__TO BE DONE__.
List every line in the records below that contains the string "image". Case counts.

__RECORDS FOR THIS TASK__.

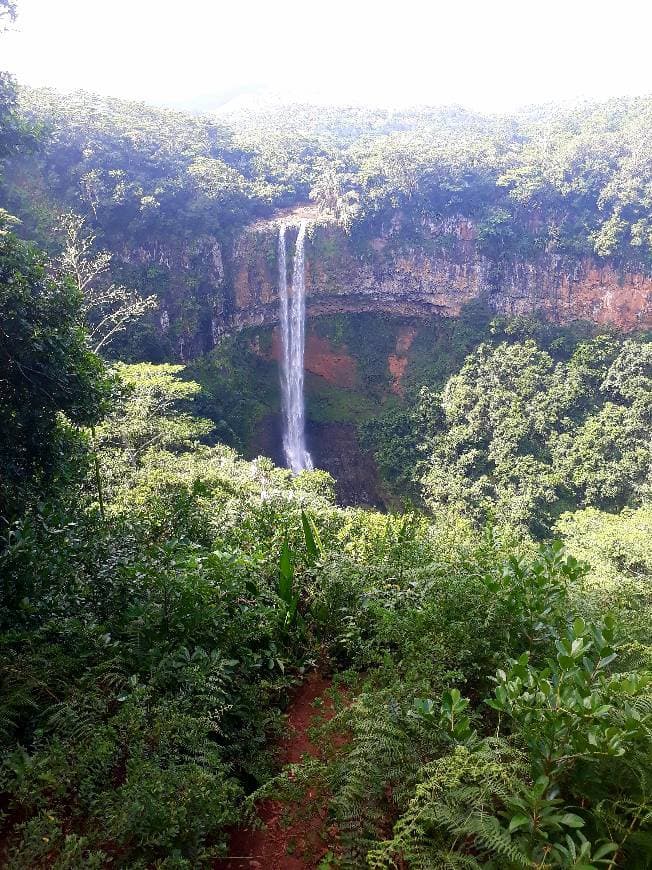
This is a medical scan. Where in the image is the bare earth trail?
--
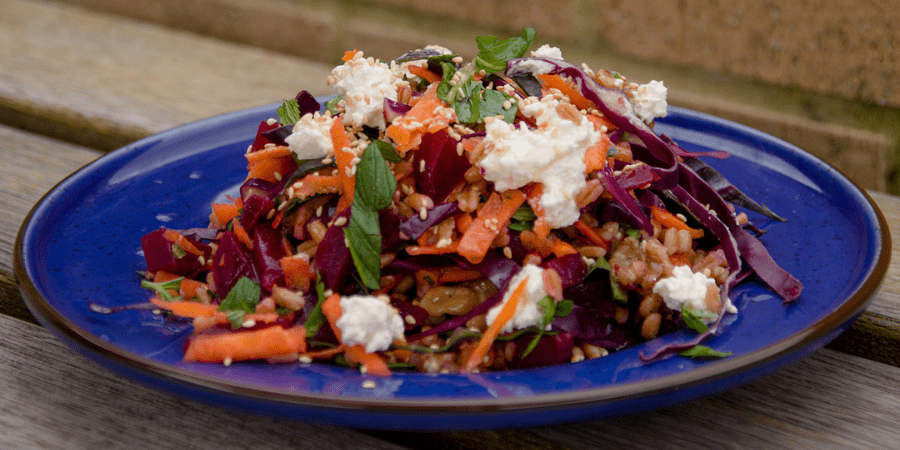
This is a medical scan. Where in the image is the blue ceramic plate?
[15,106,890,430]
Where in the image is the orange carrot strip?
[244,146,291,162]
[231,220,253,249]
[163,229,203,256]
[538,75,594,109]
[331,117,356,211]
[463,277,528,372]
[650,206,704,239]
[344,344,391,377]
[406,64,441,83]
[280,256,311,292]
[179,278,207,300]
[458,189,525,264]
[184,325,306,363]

__RESPONSE__.
This is a medical scan. Where in the image is the bare earth trail?
This is a medical scan. Where in the image is the blue ceramic plate?
Where in the image is the orange carrot strip?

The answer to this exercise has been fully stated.